§ Exercise prompt: Decide whether each statement agrees with the blueprint excerpt below, answering yes or no and quoting the deciding words from it. (a) The JSON editor is reached through a button in the top right corner. (b) The "Weekly Failed Workflow Runs" property counts runs whose conclusion is "success". (c) The "Monthly Workflow Runs" property filters runs with the preset lastWeek.

Update the service blueprint

Add aggregation and calculation properties to the service blueprint to surface pipeline reliability metrics for each service.

  1. Go to your Builder page.
  2. Find the Service blueprint and click on it.
  3. Click on the {...} button in the top right corner, and choose Edit JSON.
  4. Add the following entries to the aggregationProperties section of the blueprint:
Service reliability aggregation properties (click to expand)
"workflow_runs_7d": {
"title": "Weekly Workflow Runs",
"description": "Total workflow runs in the last 7 days",
"type": "number",
"target": "githubWorkflowRun",
"query": {
"combinator": "and",
"rules": [
{
"property": "createdAt",
"operator": "between",
"value": {
"preset": "lastWeek"
}
}
]
},
"calculationSpec": {
"func": "count",
"calculationBy": "entities"
}
},
"failed_workflow_runs_7d": {
"title": "Weekly Failed Workflow Runs",
"description": "Workflow runs that ended in failure in the last 7 days",
"type": "number",
"target": "githubWorkflowRun",
"query": {
"combinator": "and",
"rules": [
{
"property": "createdAt",
"operator": "between",
"value": {
"preset": "lastWeek"
}
},
{
"property": "conclusion",
"operator": "=",
"value": "failure"
}
]
},
"calculationSpec": {
"func": "count",
"calculationBy": "entities"
}
},
"workflow_runs_30d": {
"title": "Monthly Workflow Runs",
"description": "Total workflow runs in the last 30 days",
"type": "number",
"target": "githubWorkflowRun",
"query": {
"combinator": "and",
"rules": [
{
"property": "createdAt",
"operator": "between",
"value": {
"preset": "lastMonth"
}
}
]
},
"calculationSpec": {
"func": "count",
"calculationBy": "entities"
}
},
"failed_workflow_runs_30d": {
"title": "Monthly Failed Workflow Runs",
"description": "Workflow runs that ended in failure in the last 30 days",
"type": "number",
"target": "githubWorkflowRun",
"query": {
"combinator": "and",
"rules": [
{
"property": "createdAt",
"operator": "between",
"value": {
"preset": "lastMonth"

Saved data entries
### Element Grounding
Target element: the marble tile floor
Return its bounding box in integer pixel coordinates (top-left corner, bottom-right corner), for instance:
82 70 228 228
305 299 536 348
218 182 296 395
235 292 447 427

...

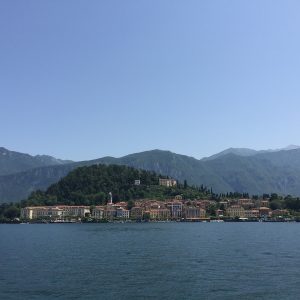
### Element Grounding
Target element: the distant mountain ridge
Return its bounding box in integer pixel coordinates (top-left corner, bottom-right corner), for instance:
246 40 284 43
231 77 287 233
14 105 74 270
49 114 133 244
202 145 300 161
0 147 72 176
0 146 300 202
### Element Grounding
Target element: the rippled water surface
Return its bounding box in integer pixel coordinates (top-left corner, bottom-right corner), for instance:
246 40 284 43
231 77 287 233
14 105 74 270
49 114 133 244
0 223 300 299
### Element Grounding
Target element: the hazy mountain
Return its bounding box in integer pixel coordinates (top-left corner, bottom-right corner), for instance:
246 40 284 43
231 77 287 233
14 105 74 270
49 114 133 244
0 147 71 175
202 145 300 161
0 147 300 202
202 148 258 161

§ Task result:
(a) Yes: "Click on the {...} button in the top right corner, and choose Edit JSON."
(b) No: "value": "failure"
(c) No: "preset": "lastMonth"